**What is needed:** This exercise asks for a copy of each line in the records below with the word "tall" in it.

Collected data entries
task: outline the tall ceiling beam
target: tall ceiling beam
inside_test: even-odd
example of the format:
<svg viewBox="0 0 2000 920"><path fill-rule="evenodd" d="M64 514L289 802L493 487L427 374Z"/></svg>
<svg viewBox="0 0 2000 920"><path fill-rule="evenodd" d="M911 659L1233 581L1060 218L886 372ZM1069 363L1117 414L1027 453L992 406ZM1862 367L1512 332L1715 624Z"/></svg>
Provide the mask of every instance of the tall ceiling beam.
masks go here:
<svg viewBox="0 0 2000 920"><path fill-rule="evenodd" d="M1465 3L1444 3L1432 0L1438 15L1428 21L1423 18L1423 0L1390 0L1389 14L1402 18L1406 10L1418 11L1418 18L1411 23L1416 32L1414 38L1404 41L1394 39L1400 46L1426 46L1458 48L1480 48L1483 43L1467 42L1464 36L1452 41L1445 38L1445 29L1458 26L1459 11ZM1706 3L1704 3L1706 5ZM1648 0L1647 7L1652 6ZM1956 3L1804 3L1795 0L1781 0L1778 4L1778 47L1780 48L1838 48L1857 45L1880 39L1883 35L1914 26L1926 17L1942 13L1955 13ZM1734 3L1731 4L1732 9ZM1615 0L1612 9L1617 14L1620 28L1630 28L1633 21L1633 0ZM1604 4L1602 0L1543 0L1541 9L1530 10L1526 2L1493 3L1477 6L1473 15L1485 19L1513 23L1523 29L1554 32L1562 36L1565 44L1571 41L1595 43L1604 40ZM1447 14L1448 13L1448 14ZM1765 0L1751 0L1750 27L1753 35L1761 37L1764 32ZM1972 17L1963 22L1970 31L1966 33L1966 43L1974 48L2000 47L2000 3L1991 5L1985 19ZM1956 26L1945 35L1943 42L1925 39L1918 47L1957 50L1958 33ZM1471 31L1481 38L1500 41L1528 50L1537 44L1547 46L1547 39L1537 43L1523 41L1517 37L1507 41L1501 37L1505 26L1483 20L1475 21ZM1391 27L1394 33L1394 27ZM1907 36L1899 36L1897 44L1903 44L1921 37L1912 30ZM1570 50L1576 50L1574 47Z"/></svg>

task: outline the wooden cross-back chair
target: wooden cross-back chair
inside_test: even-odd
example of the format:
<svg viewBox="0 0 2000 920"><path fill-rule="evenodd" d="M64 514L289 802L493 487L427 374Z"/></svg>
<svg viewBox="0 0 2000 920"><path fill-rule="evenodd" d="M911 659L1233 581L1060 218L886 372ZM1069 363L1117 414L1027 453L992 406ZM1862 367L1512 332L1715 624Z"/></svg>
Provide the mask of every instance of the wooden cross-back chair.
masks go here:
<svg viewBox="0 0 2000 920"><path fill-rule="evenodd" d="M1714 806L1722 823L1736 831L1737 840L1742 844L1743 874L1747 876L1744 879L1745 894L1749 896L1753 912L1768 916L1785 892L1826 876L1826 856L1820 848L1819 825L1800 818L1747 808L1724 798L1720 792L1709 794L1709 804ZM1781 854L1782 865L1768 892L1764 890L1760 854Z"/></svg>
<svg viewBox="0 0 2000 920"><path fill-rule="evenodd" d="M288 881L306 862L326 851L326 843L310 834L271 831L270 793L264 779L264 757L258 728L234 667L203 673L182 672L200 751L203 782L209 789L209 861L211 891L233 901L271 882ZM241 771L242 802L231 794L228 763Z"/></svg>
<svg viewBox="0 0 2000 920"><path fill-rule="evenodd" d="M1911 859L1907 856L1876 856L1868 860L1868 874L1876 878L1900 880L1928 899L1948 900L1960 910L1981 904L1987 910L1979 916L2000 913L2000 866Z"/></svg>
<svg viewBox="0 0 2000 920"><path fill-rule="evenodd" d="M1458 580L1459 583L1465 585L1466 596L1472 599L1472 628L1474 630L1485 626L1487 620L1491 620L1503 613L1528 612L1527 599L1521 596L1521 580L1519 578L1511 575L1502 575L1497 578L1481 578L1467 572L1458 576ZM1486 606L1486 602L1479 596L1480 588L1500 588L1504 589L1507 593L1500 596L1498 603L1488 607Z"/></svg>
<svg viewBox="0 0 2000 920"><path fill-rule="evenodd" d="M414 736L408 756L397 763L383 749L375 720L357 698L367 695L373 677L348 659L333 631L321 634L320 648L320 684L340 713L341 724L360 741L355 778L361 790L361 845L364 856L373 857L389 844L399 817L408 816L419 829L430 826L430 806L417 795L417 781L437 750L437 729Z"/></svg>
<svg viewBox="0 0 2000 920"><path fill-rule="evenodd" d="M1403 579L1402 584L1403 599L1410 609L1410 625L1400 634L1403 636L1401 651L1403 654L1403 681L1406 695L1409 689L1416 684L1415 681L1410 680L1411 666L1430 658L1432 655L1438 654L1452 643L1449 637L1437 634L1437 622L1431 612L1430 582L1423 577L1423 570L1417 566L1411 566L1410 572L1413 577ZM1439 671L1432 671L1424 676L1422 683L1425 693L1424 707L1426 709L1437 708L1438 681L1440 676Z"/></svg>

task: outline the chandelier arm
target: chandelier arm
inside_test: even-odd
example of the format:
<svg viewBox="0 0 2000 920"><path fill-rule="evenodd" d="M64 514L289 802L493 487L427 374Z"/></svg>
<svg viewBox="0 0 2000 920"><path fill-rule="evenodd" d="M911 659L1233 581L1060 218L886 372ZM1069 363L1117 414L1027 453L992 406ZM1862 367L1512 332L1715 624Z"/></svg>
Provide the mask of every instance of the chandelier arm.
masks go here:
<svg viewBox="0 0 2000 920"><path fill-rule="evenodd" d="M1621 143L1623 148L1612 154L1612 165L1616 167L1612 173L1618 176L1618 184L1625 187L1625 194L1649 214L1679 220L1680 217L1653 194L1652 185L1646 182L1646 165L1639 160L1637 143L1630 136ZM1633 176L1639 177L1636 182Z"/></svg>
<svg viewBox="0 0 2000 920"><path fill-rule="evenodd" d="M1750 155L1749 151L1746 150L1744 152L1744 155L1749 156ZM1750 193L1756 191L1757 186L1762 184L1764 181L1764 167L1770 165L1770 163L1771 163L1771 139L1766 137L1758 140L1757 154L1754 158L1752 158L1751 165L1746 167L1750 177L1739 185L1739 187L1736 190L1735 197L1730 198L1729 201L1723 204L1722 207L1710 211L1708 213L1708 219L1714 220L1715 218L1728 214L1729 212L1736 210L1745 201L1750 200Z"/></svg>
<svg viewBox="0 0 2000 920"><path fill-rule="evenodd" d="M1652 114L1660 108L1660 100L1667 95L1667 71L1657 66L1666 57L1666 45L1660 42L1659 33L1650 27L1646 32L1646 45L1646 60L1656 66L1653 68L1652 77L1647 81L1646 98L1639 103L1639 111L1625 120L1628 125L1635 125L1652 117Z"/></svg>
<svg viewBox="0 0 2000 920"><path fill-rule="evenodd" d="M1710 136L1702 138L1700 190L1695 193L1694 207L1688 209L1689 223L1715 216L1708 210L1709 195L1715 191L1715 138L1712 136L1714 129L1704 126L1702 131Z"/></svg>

**Result:**
task: outline the tall ceiling beam
target: tall ceiling beam
Provide the mask of every instance of the tall ceiling beam.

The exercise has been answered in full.